* begin *

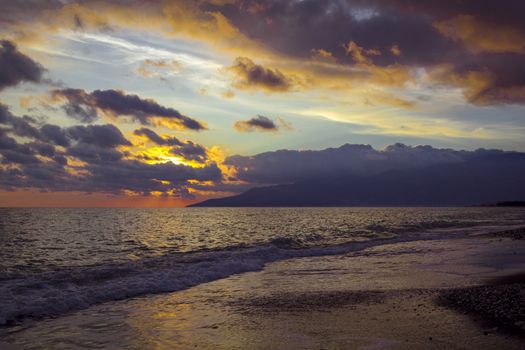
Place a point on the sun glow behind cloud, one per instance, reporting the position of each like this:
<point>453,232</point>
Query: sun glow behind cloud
<point>226,65</point>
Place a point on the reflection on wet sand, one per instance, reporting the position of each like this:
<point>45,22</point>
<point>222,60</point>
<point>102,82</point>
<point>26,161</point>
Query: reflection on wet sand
<point>380,298</point>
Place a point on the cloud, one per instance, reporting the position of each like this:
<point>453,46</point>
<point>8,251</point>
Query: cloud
<point>157,68</point>
<point>95,158</point>
<point>86,107</point>
<point>17,67</point>
<point>105,136</point>
<point>258,123</point>
<point>186,149</point>
<point>481,36</point>
<point>251,76</point>
<point>287,166</point>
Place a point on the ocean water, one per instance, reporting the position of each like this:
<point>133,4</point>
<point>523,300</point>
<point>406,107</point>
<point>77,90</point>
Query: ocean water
<point>54,261</point>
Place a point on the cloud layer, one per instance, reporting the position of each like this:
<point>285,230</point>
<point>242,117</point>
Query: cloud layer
<point>94,158</point>
<point>17,67</point>
<point>86,108</point>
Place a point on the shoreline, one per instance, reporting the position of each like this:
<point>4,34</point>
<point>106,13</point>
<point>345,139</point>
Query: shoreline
<point>381,297</point>
<point>226,263</point>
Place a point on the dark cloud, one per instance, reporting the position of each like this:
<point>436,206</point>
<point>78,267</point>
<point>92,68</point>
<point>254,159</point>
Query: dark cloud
<point>54,134</point>
<point>41,164</point>
<point>258,123</point>
<point>481,42</point>
<point>17,67</point>
<point>288,166</point>
<point>249,75</point>
<point>104,136</point>
<point>21,126</point>
<point>85,106</point>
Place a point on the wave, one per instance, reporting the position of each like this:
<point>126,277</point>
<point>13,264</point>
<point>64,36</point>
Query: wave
<point>76,288</point>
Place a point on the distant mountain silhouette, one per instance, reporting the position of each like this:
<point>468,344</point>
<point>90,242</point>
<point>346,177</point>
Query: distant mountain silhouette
<point>485,179</point>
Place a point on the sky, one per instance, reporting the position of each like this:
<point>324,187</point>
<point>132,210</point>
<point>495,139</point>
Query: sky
<point>165,103</point>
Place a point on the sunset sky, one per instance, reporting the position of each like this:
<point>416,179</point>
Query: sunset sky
<point>147,103</point>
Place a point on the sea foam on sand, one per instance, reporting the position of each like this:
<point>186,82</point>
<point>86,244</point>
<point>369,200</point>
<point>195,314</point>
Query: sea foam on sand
<point>382,297</point>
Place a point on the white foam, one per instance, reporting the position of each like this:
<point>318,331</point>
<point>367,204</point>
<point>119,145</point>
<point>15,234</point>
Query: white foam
<point>54,293</point>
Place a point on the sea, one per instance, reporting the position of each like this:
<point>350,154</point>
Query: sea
<point>54,260</point>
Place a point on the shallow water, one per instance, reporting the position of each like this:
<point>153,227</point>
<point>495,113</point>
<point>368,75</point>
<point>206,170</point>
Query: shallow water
<point>57,260</point>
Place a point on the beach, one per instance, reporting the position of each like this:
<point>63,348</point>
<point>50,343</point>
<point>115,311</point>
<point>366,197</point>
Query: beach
<point>387,296</point>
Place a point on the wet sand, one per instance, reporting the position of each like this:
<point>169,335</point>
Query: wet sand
<point>385,297</point>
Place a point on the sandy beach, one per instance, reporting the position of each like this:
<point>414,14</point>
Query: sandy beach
<point>385,297</point>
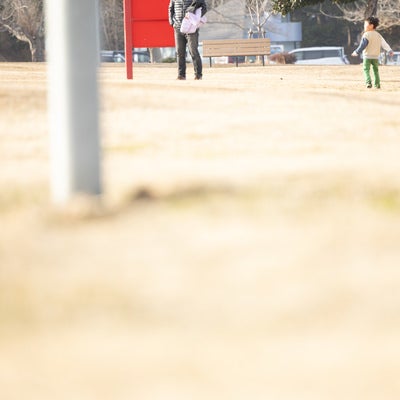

* end *

What this task involves
Please retype the stretch of rows from the line containing "Place a point on the dark" through the line containing "<point>85,106</point>", and give only those lines.

Answer to this task
Place a point on the dark cloud, one per instance, reporting the position of each like this:
<point>436,206</point>
<point>78,267</point>
<point>92,68</point>
<point>254,159</point>
Query: dark cloud
<point>54,134</point>
<point>41,164</point>
<point>258,123</point>
<point>481,42</point>
<point>17,67</point>
<point>288,166</point>
<point>249,75</point>
<point>104,136</point>
<point>21,126</point>
<point>85,106</point>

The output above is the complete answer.